Content starts

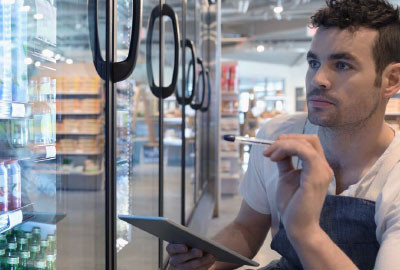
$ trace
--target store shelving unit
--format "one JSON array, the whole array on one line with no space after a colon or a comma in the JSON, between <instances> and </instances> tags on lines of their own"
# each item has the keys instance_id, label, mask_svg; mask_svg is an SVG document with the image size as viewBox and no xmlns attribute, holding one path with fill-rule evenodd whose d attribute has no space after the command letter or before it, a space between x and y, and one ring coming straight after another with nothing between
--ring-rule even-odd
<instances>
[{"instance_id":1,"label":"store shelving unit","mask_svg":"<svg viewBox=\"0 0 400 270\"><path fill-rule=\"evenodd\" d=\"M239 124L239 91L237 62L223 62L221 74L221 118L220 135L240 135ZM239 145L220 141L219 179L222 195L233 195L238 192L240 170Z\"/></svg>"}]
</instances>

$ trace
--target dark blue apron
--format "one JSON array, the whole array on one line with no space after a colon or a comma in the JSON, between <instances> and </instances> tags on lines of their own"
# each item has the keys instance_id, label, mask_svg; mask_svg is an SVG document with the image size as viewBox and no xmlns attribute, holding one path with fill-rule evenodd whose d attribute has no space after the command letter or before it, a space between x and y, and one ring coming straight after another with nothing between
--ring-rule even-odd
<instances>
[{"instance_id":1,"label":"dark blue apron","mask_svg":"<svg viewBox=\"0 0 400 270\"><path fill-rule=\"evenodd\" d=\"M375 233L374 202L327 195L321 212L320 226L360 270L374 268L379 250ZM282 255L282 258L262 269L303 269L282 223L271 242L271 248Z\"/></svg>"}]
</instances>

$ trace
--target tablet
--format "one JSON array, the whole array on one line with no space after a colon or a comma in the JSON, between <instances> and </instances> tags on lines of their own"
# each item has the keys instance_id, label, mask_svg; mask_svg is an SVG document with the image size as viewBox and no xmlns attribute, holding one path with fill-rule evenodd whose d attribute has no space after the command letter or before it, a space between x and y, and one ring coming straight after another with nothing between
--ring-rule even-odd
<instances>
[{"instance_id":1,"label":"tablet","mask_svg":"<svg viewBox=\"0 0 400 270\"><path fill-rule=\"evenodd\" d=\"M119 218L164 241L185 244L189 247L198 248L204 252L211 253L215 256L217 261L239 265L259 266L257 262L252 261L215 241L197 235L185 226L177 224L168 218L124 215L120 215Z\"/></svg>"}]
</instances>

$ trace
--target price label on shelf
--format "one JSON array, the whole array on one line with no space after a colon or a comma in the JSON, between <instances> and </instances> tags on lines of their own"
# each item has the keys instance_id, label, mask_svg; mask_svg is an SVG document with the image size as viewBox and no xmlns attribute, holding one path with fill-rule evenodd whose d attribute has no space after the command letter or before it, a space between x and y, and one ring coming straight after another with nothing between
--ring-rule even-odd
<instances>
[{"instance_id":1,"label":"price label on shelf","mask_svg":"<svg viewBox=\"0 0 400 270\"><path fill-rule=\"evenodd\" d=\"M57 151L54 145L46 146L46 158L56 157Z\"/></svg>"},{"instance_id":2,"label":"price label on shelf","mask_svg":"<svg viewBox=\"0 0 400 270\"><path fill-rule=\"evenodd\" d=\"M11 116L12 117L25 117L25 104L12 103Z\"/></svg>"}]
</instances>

Content ends
Content starts

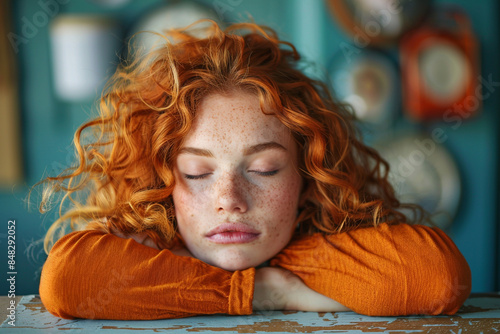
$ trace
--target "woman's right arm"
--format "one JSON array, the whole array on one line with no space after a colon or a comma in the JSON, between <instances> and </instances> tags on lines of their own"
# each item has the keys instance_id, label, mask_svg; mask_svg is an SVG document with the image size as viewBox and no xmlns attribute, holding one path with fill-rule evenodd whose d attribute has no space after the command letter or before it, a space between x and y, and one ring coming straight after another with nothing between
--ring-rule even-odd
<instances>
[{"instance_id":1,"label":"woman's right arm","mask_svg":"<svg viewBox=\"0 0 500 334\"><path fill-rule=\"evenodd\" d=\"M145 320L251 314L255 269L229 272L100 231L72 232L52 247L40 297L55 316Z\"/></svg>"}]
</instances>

Content ends

▶ [YOUR ASSIGNMENT]
Among the entries above, how many lines contain the string "target"? Write the number alone.

▶ [TASK SOLUTION]
5